• _What is required_
Repeat exactly the lines from the line containing "Reviewer check: make sure each instance of the sempervivum" through the last line of the records below, inclusive, and nothing else.

(Referring expression data)
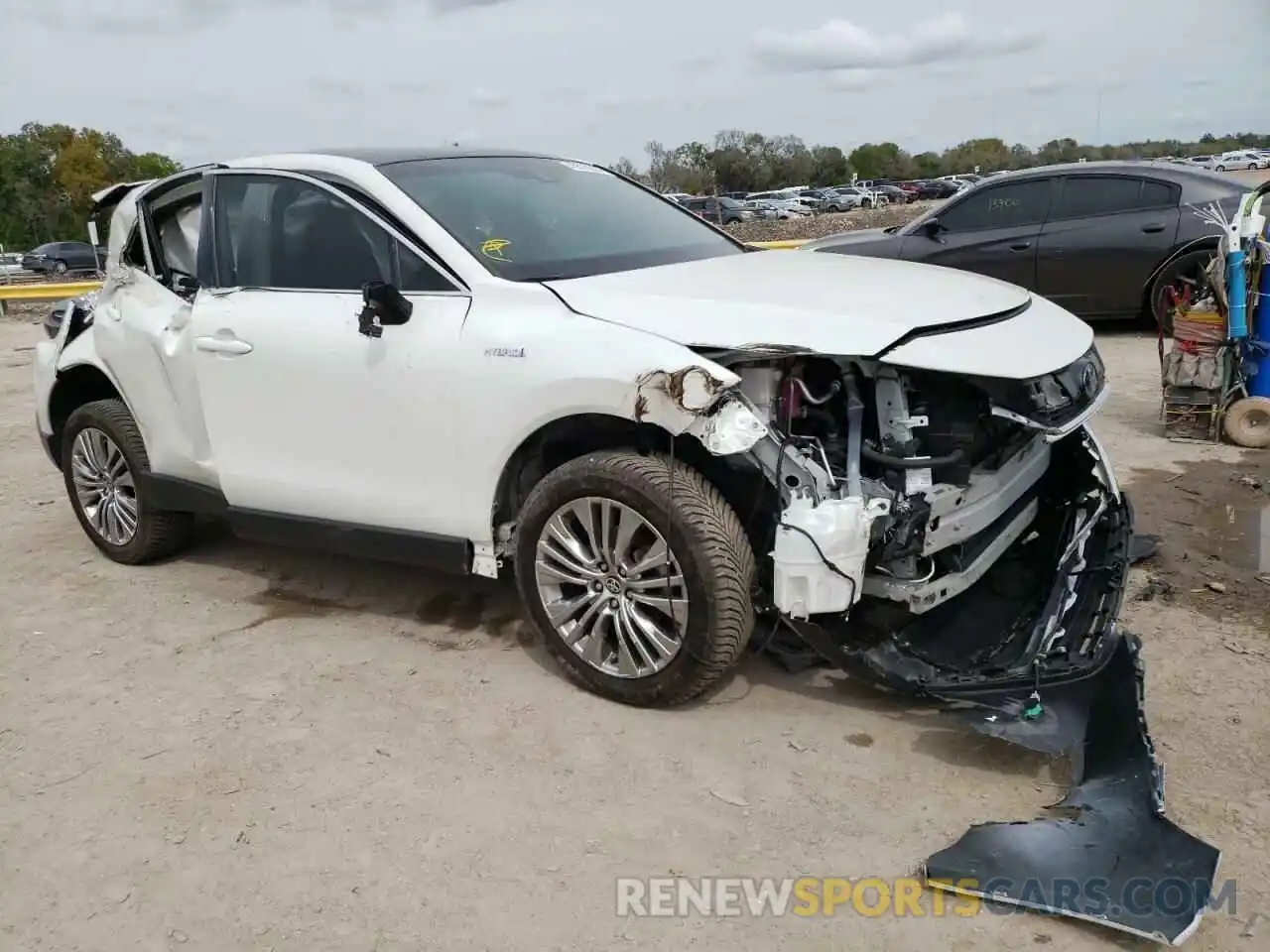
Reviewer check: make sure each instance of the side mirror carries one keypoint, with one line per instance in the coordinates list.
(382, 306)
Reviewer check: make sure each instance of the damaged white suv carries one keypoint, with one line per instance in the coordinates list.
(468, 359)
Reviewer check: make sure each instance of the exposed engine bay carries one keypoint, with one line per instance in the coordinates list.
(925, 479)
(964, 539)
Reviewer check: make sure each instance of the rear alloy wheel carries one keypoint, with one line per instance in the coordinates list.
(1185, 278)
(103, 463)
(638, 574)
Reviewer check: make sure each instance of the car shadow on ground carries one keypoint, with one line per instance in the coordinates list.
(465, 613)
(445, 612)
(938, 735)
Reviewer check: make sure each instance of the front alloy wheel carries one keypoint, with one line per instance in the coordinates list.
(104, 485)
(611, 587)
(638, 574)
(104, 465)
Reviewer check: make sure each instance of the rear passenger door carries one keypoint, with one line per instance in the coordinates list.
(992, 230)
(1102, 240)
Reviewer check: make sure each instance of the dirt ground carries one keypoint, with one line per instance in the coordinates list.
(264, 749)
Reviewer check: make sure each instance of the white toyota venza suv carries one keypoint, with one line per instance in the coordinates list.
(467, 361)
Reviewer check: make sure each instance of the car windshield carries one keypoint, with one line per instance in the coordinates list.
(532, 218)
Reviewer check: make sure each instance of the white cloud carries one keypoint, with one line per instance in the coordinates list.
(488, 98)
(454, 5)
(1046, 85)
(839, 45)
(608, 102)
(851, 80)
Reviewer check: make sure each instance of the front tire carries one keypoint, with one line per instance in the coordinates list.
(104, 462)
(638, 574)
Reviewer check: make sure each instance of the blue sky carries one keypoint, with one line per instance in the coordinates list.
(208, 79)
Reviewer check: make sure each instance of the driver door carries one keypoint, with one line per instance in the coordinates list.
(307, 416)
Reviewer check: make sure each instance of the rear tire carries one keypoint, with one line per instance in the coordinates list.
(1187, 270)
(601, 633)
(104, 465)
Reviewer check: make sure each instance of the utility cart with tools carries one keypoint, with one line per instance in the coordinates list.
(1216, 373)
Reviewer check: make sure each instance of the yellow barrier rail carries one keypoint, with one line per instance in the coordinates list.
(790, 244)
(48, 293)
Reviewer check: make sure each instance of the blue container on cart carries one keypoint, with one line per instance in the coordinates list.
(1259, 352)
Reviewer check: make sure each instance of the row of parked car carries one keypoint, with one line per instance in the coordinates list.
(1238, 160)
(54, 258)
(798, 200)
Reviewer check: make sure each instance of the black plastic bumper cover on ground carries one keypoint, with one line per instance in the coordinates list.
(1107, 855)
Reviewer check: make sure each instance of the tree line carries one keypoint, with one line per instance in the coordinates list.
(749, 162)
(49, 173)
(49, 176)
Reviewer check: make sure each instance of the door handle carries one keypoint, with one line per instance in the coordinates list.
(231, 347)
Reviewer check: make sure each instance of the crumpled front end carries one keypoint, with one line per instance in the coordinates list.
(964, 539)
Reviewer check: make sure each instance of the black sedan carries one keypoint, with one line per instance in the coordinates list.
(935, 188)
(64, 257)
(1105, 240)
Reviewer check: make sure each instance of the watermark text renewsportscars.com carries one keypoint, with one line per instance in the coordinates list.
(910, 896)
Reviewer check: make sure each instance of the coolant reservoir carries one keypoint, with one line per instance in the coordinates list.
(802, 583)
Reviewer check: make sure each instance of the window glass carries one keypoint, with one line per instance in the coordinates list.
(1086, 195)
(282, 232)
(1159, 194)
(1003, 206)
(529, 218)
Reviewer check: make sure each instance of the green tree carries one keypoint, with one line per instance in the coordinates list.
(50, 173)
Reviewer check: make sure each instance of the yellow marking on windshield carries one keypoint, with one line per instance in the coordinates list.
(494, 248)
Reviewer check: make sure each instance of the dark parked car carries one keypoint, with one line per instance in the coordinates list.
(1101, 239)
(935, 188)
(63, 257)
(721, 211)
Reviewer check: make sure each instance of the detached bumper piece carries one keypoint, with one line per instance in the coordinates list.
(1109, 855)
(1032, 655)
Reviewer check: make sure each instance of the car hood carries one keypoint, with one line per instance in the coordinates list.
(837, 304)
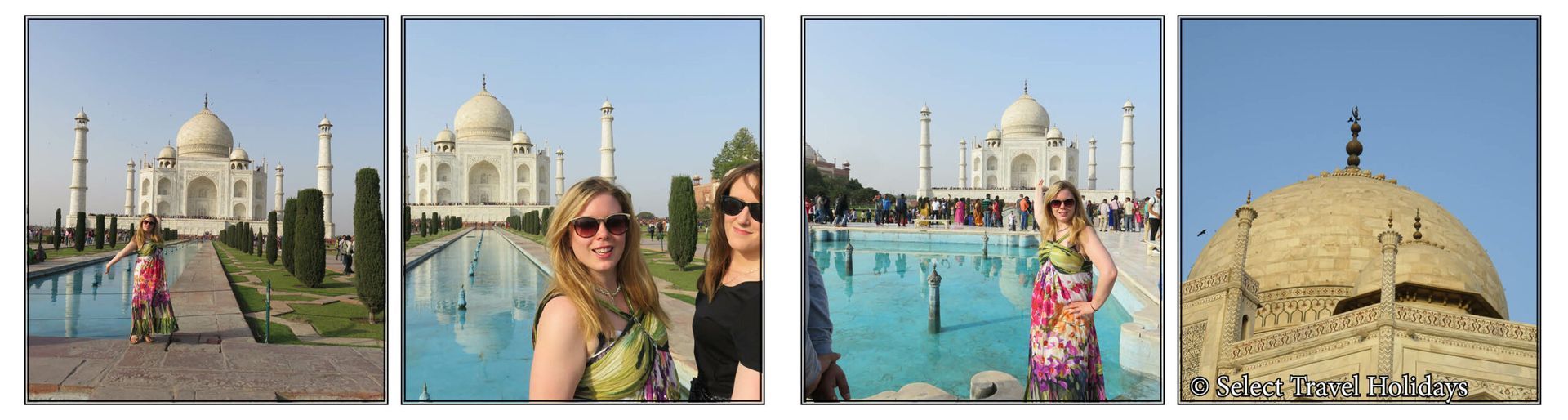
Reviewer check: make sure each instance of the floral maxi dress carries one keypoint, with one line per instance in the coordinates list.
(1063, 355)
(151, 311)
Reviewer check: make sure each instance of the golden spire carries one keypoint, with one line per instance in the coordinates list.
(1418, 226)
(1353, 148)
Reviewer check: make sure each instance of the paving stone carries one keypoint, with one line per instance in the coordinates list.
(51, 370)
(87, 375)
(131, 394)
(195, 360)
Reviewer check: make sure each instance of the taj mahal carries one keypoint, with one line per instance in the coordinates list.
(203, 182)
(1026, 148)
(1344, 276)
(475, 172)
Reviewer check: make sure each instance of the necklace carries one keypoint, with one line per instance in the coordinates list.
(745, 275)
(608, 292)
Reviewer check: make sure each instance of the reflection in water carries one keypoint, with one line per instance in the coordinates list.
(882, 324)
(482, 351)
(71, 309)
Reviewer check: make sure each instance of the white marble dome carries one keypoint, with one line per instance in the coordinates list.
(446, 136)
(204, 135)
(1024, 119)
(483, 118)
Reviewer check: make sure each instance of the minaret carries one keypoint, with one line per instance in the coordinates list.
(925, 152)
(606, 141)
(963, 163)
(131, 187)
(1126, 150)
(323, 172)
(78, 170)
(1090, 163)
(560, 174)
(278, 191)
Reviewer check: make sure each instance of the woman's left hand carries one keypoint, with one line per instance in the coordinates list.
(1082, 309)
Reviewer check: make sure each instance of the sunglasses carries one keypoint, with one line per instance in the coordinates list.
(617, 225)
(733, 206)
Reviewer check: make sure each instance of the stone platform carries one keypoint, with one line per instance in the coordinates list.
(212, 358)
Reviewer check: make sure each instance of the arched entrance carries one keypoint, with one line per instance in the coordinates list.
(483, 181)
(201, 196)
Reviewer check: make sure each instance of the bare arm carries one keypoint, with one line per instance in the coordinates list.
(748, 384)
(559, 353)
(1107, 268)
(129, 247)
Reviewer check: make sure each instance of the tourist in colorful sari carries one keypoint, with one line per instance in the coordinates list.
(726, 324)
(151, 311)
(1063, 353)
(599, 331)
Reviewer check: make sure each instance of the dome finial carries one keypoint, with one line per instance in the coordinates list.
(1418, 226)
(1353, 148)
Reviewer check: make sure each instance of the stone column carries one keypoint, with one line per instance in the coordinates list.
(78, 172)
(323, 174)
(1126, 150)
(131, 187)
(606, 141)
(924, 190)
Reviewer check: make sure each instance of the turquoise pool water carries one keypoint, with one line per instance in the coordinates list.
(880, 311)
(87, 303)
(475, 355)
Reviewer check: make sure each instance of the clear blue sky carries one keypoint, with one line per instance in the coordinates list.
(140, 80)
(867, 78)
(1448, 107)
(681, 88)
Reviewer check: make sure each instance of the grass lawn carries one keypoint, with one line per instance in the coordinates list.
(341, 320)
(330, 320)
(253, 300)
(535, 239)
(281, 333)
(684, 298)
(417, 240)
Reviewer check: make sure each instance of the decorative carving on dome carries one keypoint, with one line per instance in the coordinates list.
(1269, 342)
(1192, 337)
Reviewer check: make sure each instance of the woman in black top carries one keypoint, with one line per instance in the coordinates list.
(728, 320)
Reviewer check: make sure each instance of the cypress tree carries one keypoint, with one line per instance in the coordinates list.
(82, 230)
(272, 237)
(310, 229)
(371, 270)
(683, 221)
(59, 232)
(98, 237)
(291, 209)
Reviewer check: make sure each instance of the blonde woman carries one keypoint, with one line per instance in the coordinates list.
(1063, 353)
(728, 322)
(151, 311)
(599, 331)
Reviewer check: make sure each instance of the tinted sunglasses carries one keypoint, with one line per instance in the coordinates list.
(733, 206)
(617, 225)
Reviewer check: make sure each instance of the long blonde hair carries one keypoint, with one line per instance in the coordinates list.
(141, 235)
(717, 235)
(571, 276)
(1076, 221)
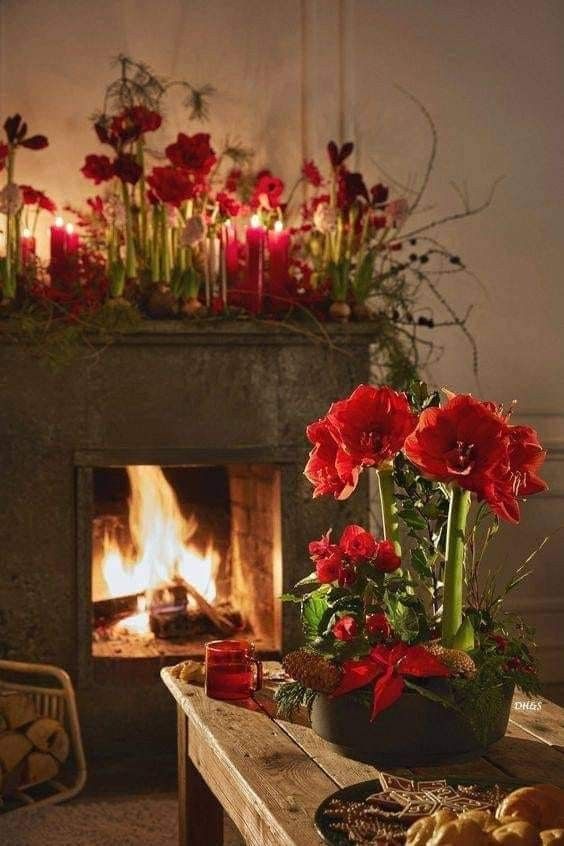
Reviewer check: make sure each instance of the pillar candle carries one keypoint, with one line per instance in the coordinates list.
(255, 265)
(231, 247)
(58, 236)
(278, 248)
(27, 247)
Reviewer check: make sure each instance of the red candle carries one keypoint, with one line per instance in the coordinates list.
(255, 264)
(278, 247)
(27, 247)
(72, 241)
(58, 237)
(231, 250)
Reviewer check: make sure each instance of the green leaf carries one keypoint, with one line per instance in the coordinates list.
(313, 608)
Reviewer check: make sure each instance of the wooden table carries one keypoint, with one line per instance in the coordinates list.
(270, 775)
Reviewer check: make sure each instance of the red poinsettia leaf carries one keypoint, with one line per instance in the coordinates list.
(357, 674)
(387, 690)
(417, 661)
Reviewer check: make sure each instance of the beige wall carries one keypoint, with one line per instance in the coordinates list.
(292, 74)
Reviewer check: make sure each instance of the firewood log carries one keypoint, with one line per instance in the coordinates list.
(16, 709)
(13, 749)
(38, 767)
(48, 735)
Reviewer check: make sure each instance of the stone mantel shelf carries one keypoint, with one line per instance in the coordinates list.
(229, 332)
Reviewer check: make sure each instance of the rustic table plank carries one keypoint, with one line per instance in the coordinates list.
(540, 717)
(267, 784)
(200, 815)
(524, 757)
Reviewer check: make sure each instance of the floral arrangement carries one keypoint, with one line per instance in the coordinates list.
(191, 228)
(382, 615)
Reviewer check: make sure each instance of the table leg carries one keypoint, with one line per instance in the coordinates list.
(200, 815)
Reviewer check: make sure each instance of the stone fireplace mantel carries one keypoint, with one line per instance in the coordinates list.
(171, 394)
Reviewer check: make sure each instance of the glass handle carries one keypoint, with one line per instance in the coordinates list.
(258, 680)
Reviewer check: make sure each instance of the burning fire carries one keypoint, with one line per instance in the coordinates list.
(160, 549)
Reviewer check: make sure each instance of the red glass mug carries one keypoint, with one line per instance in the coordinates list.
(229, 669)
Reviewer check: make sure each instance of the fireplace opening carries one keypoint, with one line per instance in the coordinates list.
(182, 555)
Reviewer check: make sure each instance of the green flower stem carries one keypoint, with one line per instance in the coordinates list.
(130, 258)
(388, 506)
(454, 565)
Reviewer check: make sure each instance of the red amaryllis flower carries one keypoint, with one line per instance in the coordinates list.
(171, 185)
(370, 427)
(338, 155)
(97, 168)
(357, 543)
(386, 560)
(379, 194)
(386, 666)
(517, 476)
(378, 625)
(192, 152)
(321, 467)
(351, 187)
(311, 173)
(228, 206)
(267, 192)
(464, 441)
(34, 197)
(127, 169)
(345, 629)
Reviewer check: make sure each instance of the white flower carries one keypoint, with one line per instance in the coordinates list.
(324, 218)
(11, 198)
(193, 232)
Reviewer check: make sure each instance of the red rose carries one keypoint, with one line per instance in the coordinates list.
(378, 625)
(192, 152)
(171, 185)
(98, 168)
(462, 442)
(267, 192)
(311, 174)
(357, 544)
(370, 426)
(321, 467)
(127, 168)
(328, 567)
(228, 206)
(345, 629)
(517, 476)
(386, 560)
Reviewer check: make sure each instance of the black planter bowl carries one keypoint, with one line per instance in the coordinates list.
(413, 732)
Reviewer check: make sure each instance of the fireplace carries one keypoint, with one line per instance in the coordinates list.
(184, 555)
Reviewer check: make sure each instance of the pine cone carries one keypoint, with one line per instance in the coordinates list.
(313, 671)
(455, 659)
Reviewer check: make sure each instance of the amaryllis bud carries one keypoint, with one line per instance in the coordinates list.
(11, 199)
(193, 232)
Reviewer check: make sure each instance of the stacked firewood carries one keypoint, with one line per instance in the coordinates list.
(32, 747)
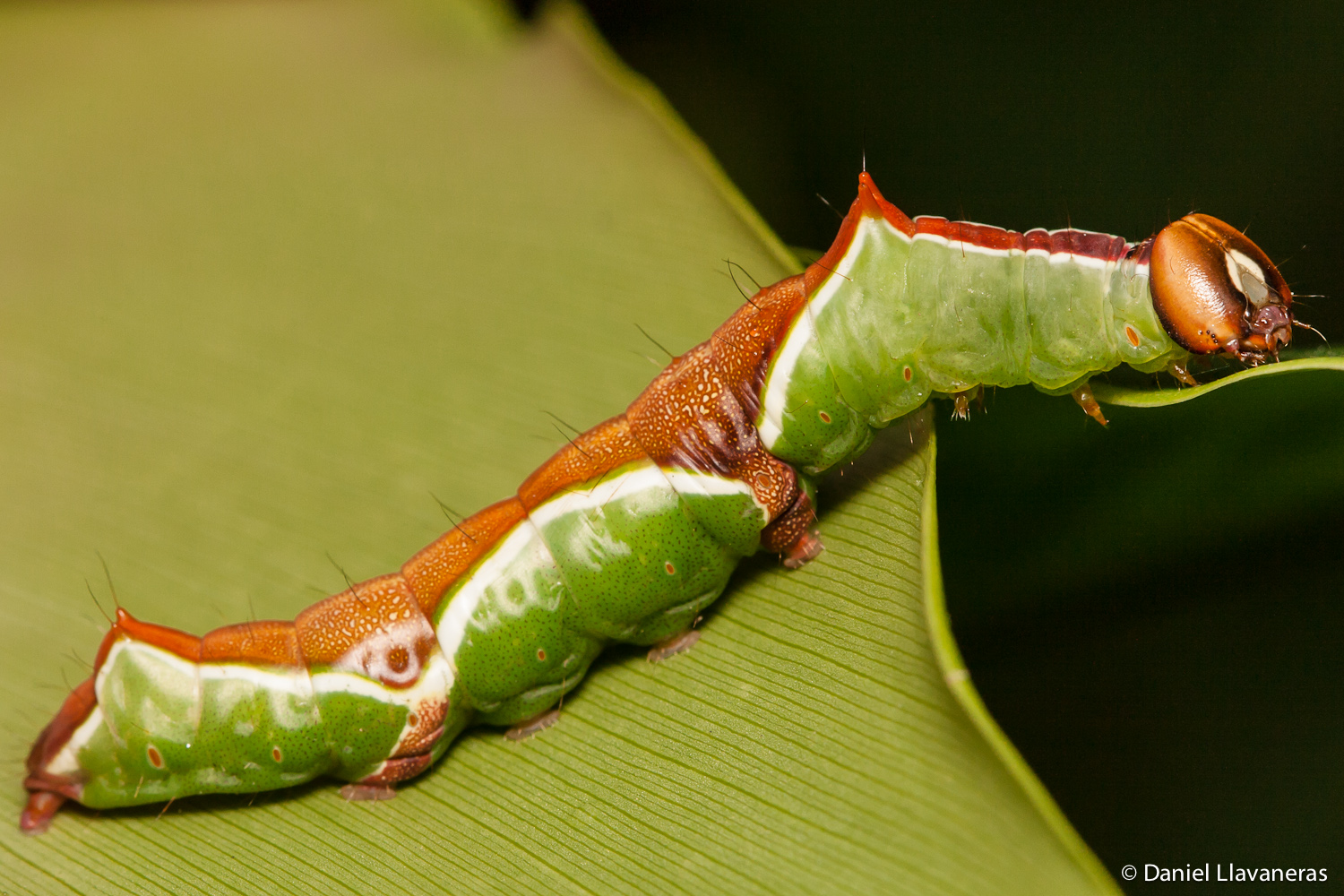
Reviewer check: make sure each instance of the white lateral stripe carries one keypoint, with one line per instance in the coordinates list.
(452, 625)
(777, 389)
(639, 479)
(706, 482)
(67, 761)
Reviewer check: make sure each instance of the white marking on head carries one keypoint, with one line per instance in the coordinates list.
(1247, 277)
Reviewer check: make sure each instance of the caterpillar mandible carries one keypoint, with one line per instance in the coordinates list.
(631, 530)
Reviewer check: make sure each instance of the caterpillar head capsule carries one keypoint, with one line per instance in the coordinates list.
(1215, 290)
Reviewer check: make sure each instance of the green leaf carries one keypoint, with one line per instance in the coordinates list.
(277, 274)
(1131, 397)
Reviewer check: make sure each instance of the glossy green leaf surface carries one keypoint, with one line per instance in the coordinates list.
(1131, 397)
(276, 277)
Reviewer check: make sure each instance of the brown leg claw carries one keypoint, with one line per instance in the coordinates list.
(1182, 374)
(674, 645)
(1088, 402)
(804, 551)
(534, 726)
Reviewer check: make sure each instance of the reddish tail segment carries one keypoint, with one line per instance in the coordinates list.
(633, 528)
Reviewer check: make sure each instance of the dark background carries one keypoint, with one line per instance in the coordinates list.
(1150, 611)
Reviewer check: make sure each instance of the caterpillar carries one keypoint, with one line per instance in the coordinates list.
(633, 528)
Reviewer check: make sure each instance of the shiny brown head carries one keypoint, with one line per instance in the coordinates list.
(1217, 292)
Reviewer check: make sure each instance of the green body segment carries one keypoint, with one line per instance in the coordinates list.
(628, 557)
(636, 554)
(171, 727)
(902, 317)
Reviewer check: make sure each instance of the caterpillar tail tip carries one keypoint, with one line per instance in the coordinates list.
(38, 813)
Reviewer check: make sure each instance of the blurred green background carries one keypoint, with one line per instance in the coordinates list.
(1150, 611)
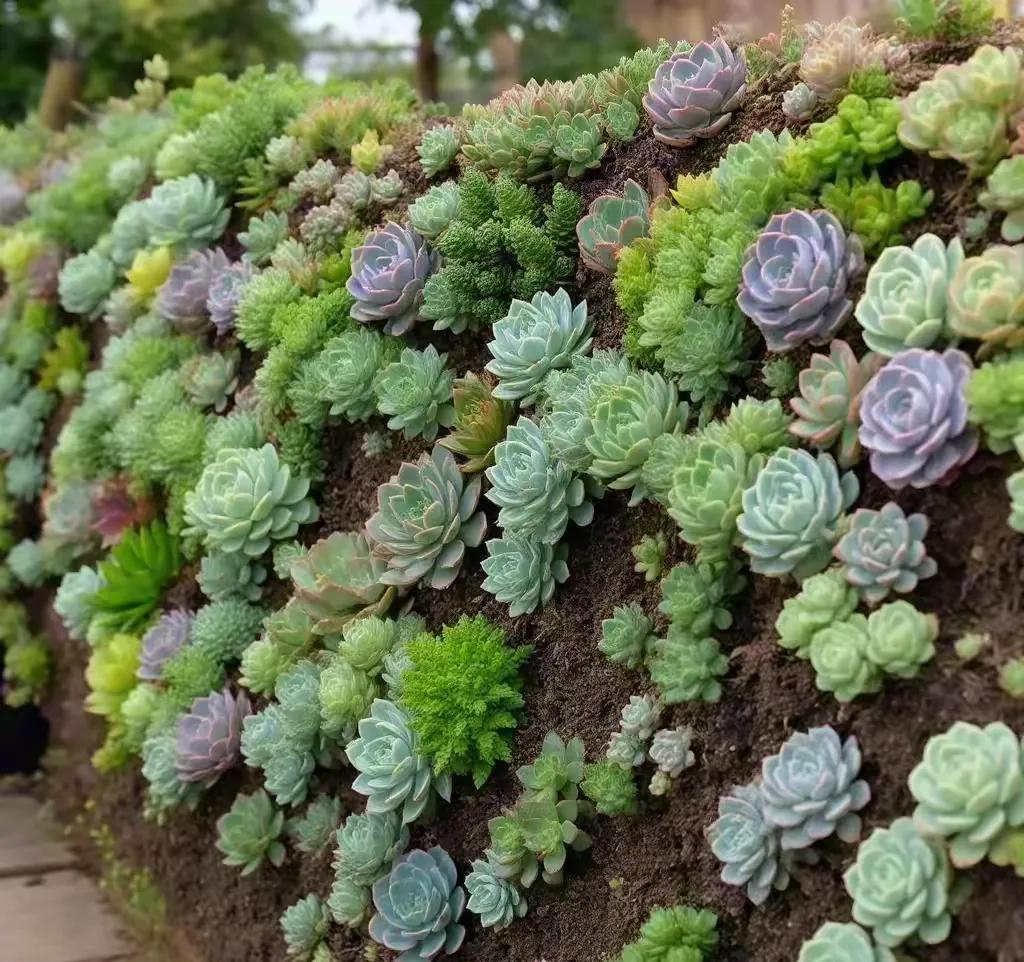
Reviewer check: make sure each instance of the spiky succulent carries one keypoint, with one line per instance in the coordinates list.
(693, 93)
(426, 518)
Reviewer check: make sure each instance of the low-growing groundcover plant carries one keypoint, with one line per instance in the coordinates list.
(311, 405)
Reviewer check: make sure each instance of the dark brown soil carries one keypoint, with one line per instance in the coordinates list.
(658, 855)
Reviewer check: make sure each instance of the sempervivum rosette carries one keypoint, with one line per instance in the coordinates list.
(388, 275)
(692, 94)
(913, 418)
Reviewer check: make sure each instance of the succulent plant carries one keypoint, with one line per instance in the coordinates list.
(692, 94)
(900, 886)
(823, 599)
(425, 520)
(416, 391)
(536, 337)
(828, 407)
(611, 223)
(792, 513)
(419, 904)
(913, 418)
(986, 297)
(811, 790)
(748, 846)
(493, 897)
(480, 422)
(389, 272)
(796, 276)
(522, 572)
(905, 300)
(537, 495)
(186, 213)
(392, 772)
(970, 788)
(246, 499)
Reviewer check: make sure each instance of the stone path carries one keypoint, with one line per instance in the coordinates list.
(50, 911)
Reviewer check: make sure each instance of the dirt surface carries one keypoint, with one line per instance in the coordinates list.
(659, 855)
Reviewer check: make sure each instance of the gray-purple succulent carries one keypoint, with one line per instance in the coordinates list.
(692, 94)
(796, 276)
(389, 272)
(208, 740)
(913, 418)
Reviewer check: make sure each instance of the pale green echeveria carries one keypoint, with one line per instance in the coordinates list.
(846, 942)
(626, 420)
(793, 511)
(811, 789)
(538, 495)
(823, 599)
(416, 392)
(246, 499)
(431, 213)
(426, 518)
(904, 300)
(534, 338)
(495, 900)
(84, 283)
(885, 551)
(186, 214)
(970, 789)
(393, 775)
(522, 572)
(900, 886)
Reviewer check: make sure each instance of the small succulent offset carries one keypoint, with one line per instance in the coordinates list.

• _Reply_
Reviewer check: make sure each instance of the sempervivum rosette carries one keypoint, with one line per instance in the coordinates list.
(388, 275)
(692, 94)
(913, 418)
Reviewer check: make sure each instance of the succulent plant carries one keypoint, with one line per instance in the coordinates list.
(692, 94)
(900, 886)
(823, 599)
(425, 520)
(416, 391)
(536, 337)
(828, 407)
(611, 223)
(792, 513)
(419, 904)
(913, 418)
(986, 297)
(811, 790)
(748, 846)
(493, 897)
(480, 422)
(389, 272)
(796, 276)
(522, 572)
(905, 300)
(537, 495)
(186, 213)
(392, 772)
(970, 788)
(246, 499)
Reviewer check: make sure each instance of the stone path carries one keypoint, with one line per instance in the coordinates list.
(50, 911)
Reviewer check: make sure each instance of the dirt surface carries one keypoint, with one line per instance in the coordinates list.
(659, 855)
Reviewer check: make sure each instance of the gray-purple succulent carries one keypoint, with one line per instance in the coordinates list.
(692, 94)
(796, 276)
(389, 272)
(208, 740)
(913, 418)
Reviewer check: make sure each instance of the pale green echeveria carries one keypoint, with one line per instance in the coordinates list.
(846, 942)
(626, 420)
(793, 511)
(811, 789)
(538, 495)
(823, 599)
(416, 392)
(246, 499)
(431, 213)
(426, 518)
(904, 300)
(534, 338)
(495, 900)
(84, 283)
(885, 551)
(186, 214)
(970, 789)
(393, 775)
(522, 572)
(900, 886)
Reviewer check: make sure each instance of the small succulent offset carries one keypoint, with one line per instance in the coordinates list.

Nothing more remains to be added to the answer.